Directions for this task:
Count the lines in the entries below that contain the string "finish", treating uppercase and lowercase letters as different. Reply with that number alone.

— Start —

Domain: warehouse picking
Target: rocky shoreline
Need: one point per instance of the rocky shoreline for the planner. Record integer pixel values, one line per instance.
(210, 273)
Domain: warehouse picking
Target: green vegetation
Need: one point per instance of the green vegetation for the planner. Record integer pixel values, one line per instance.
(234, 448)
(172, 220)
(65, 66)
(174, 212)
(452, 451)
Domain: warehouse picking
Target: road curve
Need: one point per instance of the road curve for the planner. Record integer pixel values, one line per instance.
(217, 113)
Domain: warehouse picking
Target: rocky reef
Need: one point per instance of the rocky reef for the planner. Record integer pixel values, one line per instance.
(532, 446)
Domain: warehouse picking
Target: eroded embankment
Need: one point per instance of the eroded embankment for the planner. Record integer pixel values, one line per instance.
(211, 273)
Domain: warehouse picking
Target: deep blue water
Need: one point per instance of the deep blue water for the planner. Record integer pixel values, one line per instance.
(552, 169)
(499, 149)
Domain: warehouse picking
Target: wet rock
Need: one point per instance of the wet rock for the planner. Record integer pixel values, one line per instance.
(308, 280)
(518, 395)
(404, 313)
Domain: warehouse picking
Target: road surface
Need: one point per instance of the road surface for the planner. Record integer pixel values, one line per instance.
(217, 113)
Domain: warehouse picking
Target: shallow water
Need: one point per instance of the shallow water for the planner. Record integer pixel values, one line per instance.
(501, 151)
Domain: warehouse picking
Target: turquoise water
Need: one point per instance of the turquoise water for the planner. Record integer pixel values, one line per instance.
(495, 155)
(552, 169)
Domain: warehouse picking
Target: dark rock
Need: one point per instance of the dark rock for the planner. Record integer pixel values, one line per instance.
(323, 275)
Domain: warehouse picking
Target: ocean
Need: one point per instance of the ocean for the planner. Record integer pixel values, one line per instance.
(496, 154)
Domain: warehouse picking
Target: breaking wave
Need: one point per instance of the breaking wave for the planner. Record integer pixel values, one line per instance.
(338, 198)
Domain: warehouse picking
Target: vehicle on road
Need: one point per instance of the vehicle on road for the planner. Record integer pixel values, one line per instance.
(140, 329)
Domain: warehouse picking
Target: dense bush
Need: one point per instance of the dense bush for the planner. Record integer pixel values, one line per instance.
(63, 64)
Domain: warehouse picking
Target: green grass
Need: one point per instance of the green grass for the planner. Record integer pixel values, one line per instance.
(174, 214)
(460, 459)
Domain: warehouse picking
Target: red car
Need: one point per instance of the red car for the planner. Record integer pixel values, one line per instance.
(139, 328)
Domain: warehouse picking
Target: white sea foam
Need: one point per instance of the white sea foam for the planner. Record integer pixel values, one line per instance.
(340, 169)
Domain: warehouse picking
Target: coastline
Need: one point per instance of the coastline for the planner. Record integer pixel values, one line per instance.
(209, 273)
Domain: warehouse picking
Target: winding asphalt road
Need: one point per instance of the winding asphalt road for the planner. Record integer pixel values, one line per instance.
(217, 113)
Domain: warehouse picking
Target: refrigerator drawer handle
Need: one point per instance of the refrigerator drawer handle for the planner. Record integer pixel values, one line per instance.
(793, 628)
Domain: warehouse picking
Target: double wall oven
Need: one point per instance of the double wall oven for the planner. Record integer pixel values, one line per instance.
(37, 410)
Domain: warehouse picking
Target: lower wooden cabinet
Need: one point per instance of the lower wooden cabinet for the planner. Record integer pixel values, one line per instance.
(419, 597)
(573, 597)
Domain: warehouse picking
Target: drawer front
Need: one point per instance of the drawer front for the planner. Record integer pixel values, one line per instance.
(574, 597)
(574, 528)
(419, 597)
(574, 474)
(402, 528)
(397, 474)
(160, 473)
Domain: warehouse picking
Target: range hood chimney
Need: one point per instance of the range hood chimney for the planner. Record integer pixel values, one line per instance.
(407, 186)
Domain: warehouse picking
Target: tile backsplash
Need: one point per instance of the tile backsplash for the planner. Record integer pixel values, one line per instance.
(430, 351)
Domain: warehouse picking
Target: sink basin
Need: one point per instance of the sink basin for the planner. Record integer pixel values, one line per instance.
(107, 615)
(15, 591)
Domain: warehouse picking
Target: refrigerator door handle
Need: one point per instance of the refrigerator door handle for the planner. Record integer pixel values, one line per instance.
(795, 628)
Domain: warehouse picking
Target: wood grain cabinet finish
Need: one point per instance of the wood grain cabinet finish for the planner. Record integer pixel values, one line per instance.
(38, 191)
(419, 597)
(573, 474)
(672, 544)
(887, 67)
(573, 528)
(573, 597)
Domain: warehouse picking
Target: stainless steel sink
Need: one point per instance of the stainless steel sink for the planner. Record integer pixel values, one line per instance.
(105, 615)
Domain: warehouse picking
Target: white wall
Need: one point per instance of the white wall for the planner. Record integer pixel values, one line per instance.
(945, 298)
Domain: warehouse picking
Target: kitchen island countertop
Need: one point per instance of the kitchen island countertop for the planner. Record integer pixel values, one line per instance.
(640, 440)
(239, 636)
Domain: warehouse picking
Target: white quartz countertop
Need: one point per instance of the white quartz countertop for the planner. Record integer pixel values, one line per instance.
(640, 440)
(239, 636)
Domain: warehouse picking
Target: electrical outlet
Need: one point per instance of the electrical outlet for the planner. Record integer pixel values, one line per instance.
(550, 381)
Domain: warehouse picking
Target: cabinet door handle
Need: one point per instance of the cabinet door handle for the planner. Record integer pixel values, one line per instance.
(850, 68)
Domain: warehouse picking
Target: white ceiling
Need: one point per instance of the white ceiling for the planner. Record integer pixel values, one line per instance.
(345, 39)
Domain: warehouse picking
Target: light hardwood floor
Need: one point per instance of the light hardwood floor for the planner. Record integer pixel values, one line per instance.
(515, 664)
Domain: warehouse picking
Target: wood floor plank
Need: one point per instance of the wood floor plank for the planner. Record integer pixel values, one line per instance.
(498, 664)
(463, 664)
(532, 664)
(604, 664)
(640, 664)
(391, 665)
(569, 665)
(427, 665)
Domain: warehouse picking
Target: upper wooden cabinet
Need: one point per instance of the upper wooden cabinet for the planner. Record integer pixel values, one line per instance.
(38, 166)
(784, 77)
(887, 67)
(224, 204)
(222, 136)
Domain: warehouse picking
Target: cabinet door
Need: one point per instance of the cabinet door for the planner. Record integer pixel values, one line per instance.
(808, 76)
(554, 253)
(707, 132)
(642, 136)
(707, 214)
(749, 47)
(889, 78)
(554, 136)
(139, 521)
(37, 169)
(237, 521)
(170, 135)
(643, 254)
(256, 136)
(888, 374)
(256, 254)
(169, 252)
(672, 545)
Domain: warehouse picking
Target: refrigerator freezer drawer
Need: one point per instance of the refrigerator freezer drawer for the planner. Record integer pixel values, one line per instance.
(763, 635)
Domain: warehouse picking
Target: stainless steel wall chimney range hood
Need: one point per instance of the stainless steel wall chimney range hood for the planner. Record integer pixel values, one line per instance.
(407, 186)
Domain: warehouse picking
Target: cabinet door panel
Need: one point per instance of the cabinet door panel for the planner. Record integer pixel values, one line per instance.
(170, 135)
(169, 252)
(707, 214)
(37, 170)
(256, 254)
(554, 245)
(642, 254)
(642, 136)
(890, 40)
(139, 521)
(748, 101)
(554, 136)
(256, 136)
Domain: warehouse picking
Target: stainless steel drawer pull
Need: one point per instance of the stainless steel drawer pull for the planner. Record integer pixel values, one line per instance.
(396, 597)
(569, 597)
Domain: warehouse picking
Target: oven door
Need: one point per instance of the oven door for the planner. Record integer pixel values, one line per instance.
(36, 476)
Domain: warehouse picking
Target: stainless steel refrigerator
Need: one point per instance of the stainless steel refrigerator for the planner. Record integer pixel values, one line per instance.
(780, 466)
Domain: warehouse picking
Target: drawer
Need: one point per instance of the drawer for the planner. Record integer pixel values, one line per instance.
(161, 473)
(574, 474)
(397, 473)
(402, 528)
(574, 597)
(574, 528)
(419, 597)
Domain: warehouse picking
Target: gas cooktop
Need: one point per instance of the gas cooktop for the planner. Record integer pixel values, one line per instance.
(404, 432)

— End —

Written response:
2